How Do I Solve Trigonometric Equations Using a Graphic Calculator?

[danne89]

Hi! I know, sort of, the algorithm of solving ei. sin x = sin 30 degrees. But I don't quite understand it. I would be very happy if someone could explain it for me, or redirect me to a site that does.

Danne

 

[HallsofIvy]

I have no idea what you mean. If you mean solving the equation sin(x)= sin(30 degrees) then the best I can come up with is not an "algorithm" but understanding:
certain x= 30 degrees is a solution (x= a is always a solution to f(x)= f(a) but not necessarily the only one.). Now think about the position on the unit circle. sin(θ) can be defined as the y coordinate of the point a distance θ around the unit circle from (1,0). But the horizontal line corresponding to that coordinate will, in general, cross the circle twice. It's pretty easy to see that if one is at 30 degrees, by symmetry, the other will be at 180-30= 150 degrees. Now use the fact that sine is periodic with period 360 degrees: sin(x)= sin(30) for x= 30+ 360n and x= 150+ 360n where n can be any integer.

**Supplied data:**
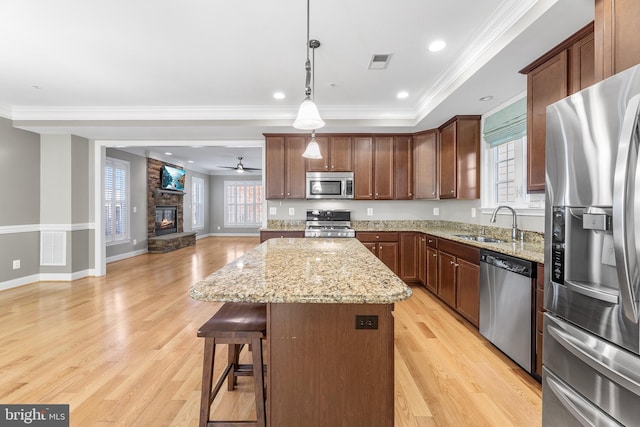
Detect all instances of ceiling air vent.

**Your goal:**
Carry the forum thread on solving sin(x) = sin(30 degrees) forward from its last sentence. The listing has no connection to the forum thread on solving sin(x) = sin(30 degrees).

**Answer:**
I'm not at all comfortable solving equations like that in degrees rather than radians but you were the one that said "sin 30 degrees". I also have a feeling that you might be asking about FINDING sin 30 degrees. There is no one "algorithm" for that. You might go back to whichever of many equivalent definitions you are using for sin(x) or use Taylor's polynomial or the "Cordic" method which is what most calculators and computers use.

 

[danne89]

Sorry if I expressed me unclear. But I get pretty much what I wanted. Thank you.

 

[danne89]

Hmm. I've still problem with this. Look over this please.
sin(4x) = sin(6x)
4x=6x+360n
0=2x+360n
-2x=360n
2x=-360n
x=-180n
And
4x=180-6x+360n
10x=180+360n
x=18+36n

 

[Hurkyl]

Looks good to me. To be extra sure, you might try plotting the graph of sin 4x - sin 6x, and see if you have all of the first few roots.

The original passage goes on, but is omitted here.